DOCUMENT PASSAGE:
★ ★ ★ ★

The paper is well motivated and presents theoretical analysis accompanied by empirical experiments. Claims are supported by theoretical analysis as well as relevant experiments. Furthermore experiment hyperparameters as well as hardware requirements are well documented.

缺点

Novelty

Most of the theoretical Analysis of the LoRA finetuning dynamics in this paper have already been presented in [1]. The authors should have made it more clear how their work differs from the Analysis done in [1], especially since most formulas and notation is identical. Further, both of the methods evaluated in this paper have also been investigated in [1]. The paper would greatly benefit from a clear explanation on how the analysis in this work differs from results published in [1]. Finally, it is not clear if the contribution of individual LoRA layers to feature learning can be derived from a setting where only a single LoRA layer is trainable while all others are frozen (as claimed in chapter 3.1).

Experimental results

Since the main gist of the paper is to investigate the learning dynamics of LoRA, it would be good to also investigate different initialization schemes aside from init[A] and init [B] prevalent in the litearture, e.g. gaussian init [2], kaiming init [3], principal components [4], etc. In [1] only different learning rates for A and B have been investigated.

Significance of results

While the main finding that init[A] has a better optimal performance is interesting, this initialization scheme is already the common initialization scheme used by LoRA. Therefore, the impact of the main findings is marginal.

[1] Hayou et al., LoRA+: Efficient low rank adaptation of large models., ICML 2024

[2] Hu et al., LoRA: Low-Rank Adaptation of Large Language Models, ICLR 2022

[3] He et al., & Sun, J. Delving deep into rectifiers: Surpassing human-level performance on ImageNet classification., ICCV 2015

[4] Meng et al., PiSSA: Principal Singular Values and Singular Vectors Adaptation of Large Language Models., arXiv 2024

问题

Did the authors investigate other commonly used initialization schemes?
Will the authors provide code that can be used to reproduce the results in the experiments section?

局限性

The authors have properly addressed limitations.

作者回复

2024-08-07

We appreciate the reviewer's feedback, but we respectfully disagree with several points and believe there are significant misunderstandings in their assessment. We address these below:

Initialization schemes: The reviewer suggests investigating "different initialization schemes aside from init[A] and init[B]," citing Gaussian, Kaiming, and principal component initializations. We believe this is a fundamental misunderstanding of our work. Init[A] and Init[B] in our setup already use Kaiming (Gaussian) initialization. The distinction lies in whether A or B is set to zero to ensure $BA=0$ at the start. More generally, our method covers (as stated in Footnote 2 in page 3) general random distributions (not only Gaussian).

★ ★ ★ ★

RECORD EXCERPTS:
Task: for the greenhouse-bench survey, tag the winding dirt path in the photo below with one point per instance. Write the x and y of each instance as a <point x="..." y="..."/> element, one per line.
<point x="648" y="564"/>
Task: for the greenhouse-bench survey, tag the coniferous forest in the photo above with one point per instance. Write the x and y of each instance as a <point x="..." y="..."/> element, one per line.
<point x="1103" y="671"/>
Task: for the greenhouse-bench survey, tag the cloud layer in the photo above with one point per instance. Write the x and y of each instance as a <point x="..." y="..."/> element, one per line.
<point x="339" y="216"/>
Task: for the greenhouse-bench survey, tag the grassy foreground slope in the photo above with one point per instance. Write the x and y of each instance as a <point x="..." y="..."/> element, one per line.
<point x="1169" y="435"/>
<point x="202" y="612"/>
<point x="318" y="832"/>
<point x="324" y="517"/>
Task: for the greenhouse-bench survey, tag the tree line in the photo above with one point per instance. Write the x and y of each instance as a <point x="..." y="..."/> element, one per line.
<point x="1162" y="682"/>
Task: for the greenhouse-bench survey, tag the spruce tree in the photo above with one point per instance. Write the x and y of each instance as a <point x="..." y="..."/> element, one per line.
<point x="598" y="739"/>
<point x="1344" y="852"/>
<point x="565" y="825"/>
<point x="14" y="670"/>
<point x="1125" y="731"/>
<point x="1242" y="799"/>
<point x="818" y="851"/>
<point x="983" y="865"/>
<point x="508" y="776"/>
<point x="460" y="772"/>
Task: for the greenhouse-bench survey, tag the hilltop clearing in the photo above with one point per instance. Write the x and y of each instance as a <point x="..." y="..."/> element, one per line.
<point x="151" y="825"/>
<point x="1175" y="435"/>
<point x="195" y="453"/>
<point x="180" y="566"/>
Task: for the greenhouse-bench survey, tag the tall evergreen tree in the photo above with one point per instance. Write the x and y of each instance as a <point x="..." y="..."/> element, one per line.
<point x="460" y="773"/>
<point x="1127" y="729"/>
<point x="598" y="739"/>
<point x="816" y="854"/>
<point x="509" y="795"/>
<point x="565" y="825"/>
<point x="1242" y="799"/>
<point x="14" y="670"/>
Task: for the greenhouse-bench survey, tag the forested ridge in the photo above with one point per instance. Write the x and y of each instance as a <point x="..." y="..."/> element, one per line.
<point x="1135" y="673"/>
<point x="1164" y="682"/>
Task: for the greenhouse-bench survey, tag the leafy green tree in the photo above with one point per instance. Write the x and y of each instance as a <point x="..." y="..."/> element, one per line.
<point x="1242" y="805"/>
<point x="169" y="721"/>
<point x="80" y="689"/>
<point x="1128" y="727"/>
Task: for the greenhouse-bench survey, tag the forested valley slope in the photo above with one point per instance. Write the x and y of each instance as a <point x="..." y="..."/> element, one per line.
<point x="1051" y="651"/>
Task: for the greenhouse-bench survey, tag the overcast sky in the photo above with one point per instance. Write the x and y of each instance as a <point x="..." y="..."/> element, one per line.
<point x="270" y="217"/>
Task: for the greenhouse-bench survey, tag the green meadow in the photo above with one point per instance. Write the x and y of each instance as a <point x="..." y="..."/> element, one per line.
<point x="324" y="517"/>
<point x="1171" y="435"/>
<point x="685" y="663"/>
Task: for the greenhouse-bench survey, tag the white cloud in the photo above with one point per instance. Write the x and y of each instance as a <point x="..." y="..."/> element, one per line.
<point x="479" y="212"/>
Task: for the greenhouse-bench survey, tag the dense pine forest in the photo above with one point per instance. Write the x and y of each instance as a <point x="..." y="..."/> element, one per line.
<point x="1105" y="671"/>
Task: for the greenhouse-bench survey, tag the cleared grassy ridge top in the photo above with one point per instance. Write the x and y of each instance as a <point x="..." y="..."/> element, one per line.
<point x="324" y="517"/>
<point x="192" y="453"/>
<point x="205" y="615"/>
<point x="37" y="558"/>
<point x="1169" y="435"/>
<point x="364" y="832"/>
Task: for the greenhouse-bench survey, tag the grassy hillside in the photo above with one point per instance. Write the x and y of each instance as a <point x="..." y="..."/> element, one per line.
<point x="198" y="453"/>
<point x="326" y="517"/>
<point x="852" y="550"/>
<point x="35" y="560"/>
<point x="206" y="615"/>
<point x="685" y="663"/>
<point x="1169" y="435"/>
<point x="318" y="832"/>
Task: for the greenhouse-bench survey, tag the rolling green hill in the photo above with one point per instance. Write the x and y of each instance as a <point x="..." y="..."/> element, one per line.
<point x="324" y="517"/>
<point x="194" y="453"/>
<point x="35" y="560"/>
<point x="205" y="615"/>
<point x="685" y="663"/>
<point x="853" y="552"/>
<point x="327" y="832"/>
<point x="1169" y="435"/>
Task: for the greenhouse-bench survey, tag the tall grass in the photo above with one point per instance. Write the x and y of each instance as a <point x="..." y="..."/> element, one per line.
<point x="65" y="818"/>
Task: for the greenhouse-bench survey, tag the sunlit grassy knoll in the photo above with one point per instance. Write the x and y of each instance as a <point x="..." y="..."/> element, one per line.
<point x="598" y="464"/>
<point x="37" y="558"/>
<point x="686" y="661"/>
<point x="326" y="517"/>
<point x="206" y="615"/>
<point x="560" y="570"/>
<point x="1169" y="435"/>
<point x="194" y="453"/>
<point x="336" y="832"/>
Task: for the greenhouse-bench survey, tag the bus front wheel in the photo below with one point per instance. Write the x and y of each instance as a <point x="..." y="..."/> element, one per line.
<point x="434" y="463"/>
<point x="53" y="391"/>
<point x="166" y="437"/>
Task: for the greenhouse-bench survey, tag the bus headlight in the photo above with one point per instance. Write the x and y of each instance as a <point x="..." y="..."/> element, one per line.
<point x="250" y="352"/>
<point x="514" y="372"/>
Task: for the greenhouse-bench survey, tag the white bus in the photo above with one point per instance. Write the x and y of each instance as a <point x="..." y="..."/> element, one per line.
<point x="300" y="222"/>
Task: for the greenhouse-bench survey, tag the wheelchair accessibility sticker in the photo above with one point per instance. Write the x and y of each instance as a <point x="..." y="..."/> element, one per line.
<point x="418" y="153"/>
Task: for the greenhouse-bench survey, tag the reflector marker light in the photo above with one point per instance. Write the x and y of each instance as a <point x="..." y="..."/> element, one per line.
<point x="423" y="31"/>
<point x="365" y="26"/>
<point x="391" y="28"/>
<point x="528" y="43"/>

★ ★ ★ ★

WHAT TO DO:
A - Translate this sentence from the LoRA review into Spanish: "Therefore, the impact of the main findings is marginal."
B - Quote the LoRA review word for word, from "The paper is well" up to and including "are well documented.".

RESULTS:
A - Por lo tanto, el impacto de los hallazgos principales es marginal.

B -
The paper is well motivated and presents theoretical analysis accompanied by empirical experiments. Claims are supported by theoretical analysis as well as relevant experiments. Furthermore experiment hyperparameters as well as hardware requirements are well documented.